─── Records shown

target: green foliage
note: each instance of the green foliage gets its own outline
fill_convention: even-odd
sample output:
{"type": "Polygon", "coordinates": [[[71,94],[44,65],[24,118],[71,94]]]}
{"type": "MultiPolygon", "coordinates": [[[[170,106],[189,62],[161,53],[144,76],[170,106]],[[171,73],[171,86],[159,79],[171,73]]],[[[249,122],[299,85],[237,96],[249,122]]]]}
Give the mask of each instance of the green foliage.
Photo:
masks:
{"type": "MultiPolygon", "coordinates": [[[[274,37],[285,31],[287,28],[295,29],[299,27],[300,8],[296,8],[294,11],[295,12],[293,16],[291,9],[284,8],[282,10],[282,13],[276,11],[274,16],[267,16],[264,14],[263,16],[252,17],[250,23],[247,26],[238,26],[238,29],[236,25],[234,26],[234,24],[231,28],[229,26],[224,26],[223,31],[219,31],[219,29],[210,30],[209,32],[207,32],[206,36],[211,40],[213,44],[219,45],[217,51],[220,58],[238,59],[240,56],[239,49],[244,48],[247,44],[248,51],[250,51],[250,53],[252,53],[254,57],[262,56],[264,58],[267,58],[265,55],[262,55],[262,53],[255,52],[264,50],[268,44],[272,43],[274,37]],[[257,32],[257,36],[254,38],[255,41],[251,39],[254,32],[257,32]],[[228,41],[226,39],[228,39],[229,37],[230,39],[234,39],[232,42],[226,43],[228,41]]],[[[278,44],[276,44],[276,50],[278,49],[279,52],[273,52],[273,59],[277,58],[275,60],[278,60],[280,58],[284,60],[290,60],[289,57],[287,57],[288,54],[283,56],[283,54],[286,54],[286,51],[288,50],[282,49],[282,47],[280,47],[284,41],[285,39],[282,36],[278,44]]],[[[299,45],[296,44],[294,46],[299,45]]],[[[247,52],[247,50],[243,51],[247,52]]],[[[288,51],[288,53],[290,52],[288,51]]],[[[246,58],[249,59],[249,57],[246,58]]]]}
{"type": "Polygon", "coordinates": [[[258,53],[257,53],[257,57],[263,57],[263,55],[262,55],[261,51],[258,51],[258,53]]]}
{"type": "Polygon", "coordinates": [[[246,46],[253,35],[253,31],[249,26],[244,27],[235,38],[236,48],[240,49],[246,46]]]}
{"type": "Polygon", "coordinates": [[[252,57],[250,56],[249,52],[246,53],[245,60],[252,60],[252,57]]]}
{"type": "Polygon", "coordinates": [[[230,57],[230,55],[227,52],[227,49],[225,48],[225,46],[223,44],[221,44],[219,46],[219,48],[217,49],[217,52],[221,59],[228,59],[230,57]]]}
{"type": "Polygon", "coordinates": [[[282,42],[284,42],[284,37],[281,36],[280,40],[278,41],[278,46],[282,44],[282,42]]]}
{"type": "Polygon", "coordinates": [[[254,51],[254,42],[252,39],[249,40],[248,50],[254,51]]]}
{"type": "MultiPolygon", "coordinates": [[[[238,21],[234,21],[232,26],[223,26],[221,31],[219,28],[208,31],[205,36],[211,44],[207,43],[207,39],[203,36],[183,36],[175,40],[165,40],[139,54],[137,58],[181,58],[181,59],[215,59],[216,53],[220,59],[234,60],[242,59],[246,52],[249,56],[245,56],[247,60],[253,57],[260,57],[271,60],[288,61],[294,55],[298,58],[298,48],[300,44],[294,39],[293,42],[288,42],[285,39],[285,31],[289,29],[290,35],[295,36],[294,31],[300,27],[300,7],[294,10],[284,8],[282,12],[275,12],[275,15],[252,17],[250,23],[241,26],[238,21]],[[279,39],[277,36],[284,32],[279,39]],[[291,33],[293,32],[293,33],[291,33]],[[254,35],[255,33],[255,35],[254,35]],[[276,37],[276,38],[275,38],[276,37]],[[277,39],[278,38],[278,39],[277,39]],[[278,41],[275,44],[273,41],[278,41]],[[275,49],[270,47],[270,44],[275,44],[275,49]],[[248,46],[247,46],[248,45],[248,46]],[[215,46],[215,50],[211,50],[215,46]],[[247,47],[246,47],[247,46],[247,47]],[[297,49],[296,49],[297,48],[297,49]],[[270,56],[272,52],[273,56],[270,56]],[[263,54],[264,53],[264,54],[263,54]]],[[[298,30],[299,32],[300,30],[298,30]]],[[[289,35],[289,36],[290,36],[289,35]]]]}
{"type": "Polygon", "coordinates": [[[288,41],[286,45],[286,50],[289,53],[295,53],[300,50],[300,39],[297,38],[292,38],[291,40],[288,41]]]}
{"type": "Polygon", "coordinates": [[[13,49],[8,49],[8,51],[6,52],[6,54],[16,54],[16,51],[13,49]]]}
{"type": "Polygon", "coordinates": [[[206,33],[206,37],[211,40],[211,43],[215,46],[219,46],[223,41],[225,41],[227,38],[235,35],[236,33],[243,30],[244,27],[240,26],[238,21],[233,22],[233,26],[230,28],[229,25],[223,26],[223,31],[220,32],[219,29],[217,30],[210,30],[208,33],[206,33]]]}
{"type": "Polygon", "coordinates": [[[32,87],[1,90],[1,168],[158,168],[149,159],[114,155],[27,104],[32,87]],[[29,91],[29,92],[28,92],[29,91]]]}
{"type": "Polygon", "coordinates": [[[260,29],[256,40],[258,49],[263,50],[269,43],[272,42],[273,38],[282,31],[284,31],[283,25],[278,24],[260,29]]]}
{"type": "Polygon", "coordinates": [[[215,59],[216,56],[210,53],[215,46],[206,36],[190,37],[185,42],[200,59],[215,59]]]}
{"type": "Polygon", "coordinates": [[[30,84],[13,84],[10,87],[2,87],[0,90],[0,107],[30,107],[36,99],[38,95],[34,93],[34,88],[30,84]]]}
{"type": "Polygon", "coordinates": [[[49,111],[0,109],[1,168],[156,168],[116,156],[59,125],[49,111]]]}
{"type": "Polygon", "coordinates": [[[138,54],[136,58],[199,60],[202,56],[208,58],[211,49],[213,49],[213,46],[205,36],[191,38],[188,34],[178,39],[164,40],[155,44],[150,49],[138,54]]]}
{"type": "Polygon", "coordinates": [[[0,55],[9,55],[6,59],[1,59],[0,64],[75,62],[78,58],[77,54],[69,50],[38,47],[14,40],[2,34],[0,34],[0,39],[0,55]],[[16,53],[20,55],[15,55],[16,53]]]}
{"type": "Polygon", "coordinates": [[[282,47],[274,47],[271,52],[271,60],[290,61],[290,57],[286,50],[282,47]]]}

──────
─── Records shown

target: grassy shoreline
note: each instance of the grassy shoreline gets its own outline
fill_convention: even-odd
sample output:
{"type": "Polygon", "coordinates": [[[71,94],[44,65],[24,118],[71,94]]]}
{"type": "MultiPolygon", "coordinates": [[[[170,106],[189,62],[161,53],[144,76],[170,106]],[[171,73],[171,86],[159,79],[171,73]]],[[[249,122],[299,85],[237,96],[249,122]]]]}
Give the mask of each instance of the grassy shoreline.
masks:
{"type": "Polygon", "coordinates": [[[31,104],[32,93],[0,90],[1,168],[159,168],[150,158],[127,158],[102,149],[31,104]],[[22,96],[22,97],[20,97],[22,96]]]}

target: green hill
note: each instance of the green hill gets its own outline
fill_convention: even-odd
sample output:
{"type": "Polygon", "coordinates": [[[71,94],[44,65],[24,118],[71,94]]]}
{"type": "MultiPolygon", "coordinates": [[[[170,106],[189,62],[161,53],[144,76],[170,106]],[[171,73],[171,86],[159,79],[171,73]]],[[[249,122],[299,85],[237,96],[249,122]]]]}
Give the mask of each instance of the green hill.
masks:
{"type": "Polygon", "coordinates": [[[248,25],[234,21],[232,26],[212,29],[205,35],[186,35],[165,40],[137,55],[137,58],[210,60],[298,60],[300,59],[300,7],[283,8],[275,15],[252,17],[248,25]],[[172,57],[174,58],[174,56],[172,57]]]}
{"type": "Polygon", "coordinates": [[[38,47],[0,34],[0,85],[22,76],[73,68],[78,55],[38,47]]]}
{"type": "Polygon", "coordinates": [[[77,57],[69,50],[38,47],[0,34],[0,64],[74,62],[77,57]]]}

──────

## Task requirements
Which lines of the records hold the string "outline"? Copy each one.

## Task solution
note: each instance of the green foliage gets its own outline
note: each instance of the grassy shoreline gets its own outline
note: each instance of the green hill gets its own outline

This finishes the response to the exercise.